Exercise requirements ::
Your response should contain each line of the data that includes "shoe".

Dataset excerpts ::

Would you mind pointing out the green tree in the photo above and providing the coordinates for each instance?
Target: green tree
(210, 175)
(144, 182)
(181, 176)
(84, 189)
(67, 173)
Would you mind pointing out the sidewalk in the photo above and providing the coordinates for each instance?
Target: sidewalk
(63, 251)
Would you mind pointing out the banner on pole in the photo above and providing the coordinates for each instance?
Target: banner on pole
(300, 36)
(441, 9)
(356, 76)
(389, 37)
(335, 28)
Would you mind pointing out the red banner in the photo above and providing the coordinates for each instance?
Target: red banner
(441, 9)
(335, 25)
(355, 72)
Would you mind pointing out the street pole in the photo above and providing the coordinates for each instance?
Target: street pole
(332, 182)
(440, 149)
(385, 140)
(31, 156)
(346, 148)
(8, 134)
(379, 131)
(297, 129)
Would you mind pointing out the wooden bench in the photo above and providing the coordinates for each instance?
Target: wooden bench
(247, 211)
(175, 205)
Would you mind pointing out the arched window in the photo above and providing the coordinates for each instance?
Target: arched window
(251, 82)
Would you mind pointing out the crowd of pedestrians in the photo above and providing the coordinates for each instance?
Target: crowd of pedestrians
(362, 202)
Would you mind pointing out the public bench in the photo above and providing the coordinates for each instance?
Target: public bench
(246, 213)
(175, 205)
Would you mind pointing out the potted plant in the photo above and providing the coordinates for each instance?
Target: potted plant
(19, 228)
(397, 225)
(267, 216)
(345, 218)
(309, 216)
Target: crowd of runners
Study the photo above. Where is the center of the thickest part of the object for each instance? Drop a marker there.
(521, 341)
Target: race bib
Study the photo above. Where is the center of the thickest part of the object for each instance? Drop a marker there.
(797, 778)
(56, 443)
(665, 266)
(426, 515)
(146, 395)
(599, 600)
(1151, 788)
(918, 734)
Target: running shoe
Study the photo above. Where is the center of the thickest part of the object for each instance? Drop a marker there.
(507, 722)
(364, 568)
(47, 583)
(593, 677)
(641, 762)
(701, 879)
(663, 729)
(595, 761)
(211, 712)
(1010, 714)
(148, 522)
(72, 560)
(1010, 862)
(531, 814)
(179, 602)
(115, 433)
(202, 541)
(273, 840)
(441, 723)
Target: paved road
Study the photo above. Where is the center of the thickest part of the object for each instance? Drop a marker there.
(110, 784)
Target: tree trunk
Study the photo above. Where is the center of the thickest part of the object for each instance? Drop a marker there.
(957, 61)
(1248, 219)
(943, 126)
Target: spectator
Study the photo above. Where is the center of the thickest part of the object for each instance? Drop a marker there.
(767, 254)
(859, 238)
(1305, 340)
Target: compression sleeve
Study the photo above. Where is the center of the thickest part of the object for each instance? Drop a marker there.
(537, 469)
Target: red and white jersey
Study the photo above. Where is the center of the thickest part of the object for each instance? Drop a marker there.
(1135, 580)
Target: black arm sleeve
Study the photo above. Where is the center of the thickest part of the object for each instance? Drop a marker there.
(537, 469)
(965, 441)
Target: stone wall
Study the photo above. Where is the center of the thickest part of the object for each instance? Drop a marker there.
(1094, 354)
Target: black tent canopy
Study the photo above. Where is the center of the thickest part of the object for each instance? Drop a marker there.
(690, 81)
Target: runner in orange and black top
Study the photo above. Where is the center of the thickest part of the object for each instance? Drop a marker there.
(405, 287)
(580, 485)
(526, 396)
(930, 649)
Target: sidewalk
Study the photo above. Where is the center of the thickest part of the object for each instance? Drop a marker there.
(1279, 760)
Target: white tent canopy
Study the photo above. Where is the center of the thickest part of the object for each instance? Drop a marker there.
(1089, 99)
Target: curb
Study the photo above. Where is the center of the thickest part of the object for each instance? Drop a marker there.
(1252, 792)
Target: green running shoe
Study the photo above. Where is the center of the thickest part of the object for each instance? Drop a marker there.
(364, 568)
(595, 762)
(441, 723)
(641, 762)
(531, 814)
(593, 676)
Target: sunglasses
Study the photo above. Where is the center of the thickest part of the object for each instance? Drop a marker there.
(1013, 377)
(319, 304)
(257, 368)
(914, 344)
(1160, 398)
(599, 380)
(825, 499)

Exercise answer ::
Target: running shoe
Target: green running shoe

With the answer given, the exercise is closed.